WHAT TO PRODUCE |
Format as a numbered list the lines of the items from the one containing "Note to the class: indicate the statue's head" through the final line, both included, leaving out any blank lines. Format only those lines.

## begin

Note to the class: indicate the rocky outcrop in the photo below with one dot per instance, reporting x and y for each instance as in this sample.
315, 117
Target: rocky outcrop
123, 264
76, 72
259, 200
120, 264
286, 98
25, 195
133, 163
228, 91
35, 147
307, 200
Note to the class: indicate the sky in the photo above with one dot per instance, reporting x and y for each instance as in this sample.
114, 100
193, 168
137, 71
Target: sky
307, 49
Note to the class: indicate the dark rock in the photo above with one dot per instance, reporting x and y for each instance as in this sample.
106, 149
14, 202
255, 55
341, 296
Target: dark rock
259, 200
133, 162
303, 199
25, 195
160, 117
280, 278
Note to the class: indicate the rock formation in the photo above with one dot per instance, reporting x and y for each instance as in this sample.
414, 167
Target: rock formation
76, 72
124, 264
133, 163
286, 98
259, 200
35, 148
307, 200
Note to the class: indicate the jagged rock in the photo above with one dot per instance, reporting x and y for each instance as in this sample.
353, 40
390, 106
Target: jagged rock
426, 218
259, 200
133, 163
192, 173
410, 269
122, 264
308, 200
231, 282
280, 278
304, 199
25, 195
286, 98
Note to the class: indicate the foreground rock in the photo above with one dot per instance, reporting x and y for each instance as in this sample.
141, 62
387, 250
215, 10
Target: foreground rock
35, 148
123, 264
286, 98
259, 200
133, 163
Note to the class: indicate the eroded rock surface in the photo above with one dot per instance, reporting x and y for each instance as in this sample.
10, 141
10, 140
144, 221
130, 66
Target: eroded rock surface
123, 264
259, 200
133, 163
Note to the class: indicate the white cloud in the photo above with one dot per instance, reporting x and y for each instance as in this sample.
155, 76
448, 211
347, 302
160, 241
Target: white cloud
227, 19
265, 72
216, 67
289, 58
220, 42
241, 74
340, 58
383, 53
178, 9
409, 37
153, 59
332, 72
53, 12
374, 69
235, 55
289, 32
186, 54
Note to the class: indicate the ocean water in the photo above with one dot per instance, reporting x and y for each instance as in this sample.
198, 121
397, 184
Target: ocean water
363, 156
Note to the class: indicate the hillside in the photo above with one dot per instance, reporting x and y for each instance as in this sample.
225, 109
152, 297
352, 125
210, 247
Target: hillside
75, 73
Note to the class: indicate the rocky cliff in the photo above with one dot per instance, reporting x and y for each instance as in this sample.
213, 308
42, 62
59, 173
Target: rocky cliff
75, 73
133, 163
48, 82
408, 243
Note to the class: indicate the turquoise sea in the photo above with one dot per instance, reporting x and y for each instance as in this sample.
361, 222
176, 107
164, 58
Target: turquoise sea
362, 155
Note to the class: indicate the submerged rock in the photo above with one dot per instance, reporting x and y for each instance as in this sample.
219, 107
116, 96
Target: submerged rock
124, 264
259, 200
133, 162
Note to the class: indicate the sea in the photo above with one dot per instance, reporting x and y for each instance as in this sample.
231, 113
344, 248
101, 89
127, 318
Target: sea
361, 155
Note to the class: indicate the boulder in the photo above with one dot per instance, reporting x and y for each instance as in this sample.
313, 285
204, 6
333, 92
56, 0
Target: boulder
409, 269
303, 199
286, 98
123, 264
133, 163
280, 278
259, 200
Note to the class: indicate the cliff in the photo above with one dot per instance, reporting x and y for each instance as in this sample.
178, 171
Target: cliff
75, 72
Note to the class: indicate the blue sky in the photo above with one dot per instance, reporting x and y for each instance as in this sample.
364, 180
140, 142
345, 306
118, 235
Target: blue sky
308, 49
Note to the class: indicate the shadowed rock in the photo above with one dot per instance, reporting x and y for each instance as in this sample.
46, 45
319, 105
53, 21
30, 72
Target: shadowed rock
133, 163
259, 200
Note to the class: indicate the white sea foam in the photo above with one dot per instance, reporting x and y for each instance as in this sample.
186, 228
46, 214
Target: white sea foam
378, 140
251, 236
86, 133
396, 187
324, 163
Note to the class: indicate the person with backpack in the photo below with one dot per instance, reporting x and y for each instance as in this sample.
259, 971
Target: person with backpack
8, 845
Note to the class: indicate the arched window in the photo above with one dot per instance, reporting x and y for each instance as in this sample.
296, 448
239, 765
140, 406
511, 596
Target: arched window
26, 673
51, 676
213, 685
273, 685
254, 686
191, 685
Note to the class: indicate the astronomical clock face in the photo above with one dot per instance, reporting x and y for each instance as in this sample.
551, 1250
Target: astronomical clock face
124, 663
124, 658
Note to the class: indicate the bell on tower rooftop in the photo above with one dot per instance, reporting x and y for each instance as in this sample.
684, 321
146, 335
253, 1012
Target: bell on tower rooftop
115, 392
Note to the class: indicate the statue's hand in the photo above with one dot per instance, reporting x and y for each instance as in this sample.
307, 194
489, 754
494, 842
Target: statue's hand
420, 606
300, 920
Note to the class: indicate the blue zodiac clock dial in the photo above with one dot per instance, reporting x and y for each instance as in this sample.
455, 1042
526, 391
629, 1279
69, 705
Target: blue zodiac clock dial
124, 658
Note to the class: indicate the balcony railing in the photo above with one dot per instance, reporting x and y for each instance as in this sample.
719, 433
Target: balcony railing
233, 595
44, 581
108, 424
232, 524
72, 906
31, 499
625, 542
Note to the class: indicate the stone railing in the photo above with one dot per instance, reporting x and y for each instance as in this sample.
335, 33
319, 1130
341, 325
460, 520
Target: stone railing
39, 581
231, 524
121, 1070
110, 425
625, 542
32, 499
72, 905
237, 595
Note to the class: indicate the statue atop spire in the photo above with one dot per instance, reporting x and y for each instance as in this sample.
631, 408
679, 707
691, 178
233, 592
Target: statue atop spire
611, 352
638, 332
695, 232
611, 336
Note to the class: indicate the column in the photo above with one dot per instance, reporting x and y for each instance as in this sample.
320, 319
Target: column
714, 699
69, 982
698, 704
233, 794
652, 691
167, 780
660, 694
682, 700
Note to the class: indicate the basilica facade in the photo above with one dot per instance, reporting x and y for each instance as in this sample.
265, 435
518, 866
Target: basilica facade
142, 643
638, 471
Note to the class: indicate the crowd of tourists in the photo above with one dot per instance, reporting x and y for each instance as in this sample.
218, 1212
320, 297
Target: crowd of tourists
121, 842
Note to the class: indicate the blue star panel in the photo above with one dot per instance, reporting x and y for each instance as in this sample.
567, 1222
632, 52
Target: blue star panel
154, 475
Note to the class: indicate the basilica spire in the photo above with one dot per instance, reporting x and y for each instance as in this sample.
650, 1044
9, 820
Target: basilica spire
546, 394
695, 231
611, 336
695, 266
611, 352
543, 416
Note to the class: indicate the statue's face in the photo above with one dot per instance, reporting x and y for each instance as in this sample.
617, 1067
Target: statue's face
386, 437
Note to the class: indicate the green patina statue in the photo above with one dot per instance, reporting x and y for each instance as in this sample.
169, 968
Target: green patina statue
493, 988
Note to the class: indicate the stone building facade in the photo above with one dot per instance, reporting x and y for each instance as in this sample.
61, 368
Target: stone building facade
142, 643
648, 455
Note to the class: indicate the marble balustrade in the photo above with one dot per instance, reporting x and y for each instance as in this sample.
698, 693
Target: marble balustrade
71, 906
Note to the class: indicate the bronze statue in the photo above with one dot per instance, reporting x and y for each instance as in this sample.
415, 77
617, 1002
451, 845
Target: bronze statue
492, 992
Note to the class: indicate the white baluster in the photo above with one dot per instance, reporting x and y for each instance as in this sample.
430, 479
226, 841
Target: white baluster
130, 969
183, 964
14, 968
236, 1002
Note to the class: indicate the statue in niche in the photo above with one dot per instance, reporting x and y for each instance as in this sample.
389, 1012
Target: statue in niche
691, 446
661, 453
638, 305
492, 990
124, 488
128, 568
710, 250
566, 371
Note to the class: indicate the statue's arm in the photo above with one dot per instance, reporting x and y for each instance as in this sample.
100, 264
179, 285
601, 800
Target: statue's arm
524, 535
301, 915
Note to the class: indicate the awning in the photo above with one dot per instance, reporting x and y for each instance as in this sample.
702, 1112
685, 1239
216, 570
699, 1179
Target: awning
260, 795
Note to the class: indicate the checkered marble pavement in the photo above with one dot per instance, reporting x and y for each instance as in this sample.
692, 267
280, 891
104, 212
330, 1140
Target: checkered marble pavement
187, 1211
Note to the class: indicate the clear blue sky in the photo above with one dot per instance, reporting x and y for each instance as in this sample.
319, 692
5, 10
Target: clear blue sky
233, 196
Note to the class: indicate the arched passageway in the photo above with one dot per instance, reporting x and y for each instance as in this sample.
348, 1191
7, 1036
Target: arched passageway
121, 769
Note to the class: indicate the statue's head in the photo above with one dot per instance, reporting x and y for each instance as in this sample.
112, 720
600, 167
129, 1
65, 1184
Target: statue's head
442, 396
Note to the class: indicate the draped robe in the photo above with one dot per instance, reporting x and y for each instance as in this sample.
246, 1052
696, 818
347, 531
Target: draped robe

## end

SOLUTION |
1. Note to the class: indicate the statue's head in the photo above with one dot per instance, reporting x and y for each instance as in this sample.
2. 112, 720
3. 600, 167
4. 129, 1
5. 65, 1184
6. Target: statue's head
7. 442, 396
8. Note to the class: indicate the draped robe in the photo above with one dot per instance, reporting x and y for each instance as in this sample.
9. 246, 1052
10. 696, 818
11. 347, 531
12. Target: draped robe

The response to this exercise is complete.